Work to complete
1/ Do these statements agree with the Sundance article? For each, answer yes or no and quote the words that decide it. (a) Anna Diop was born in Senegal. (b) "Nanny" already has a release date. (c) Jusu's family is from Senegal.
2/ According to the Sundance article, which variant drove the surge in Covid-19 cases that pushed the festival online?
3/ Please extend the Sundance article about "Nanny," picking up after its final sentence.

“Nanny,” a supernatural thriller about an undocumented immigrant working for a wealthy New York family, won the Sundance film festival’s top prize Friday.
Starring Anna Diop (picture) and Michelle Monaghan, Nikyatu Jusu’s debut feature portrays the sacrifices Senegalese nanny Aisha makes to leave her home country and young son behind in order to build a new life.
“In America in particular, we haven’t seen enough films that truly reflect the disproportionate level of Black and brown women… domestic workers that keep this country afloat,” Jusu told a virtual panel at the festival.
“I wanted to center women who typically are on the periphery of other women’s stories,” said Jusu, a first-generation American whose family is from Sierra Leone.
Diop, the film’s star who is also known for television series “Titans,” was born in Senegal and moved to the United States as a child.
The movie, which taps into the horror genre and African folklore as well as issues of race and motherhood, does not yet have a release date.
Sundance, which celebrates independent cinema, was forced to go virtual for a second year running by the surge in Covid-19 cases across the United States driven by the Omicron variant.

Dataset excerpts
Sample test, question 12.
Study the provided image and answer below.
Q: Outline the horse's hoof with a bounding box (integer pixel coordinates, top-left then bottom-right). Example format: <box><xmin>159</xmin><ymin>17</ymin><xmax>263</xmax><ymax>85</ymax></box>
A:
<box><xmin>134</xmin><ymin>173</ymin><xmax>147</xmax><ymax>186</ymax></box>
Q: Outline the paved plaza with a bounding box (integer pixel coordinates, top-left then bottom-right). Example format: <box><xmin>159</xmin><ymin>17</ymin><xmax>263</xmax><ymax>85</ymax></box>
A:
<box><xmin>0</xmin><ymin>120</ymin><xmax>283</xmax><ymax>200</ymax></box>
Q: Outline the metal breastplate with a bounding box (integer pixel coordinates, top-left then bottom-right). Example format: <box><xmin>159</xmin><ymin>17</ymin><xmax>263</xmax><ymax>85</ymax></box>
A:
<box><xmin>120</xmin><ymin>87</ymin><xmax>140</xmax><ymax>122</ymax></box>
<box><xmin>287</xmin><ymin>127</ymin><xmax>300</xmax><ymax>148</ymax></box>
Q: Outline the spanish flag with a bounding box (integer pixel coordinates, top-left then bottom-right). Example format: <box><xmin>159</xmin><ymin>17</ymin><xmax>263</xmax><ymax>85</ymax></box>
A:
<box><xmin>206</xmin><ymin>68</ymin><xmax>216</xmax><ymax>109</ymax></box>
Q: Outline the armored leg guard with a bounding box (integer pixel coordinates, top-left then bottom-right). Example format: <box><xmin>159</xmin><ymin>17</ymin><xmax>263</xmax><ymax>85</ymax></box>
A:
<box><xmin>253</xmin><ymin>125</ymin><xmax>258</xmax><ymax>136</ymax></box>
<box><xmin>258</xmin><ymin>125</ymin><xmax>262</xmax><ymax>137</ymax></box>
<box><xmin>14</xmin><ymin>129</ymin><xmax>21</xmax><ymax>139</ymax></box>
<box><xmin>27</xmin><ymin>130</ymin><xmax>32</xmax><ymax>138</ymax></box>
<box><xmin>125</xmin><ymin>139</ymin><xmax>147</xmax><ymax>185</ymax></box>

Task-by-task answers
1/
(a) Yes: "was born in Senegal and moved to the United States as a child"
(b) No: "does not yet have a release date"
(c) No: "whose family is from Sierra Leone"

2/ The Omicron variant.

3/
The Robert Redford-founded festival usually takes place in the mountains of the western US state of Utah.
The festival’s documentary prize went to “The Exiles,” in which filmmaker Christine Choy tracks down three exiled dissidents from China’s 1989 Tiananmen Square crackdown.
The separate audience prize for best drama went to “Cha Cha Real Smooth,” starring Dakota Johnson as an older, engaged woman who strikes up a flirtatious relationship with a directionless recent graduate — played by writer-director Cooper Raiff.
The film was bought by Apple TV+ during the festival for a reported $15 million — the largest deal so far at this year’s event.
And “Navalny,” a secretive new fly-on-the-wall documentary about top Kremlin critic Alexei Navalny, which was added to the festival line-up at the last minute, won the audience documentary prize.
Director Daniel Roher said he wanted the film to spark “global outrage and outcry” over Navalny’s imprisonment.
The film, which airs on CNN and HBO Max later this year, follows the Russian opposition leader — as well as his family and aides — during the five months he spent in Germany recovering from poisoning in late 2020 and early 2021.
“I want every single human being on the planet Earth to know the name Alexei Navalny,” said Roher.
“I want that name to be associated with a grotesque injustice being perpetrated by the Russian state against a man who survived a murder attempt and then was arrested for merely surviving.”
Sundance runs until Sunday.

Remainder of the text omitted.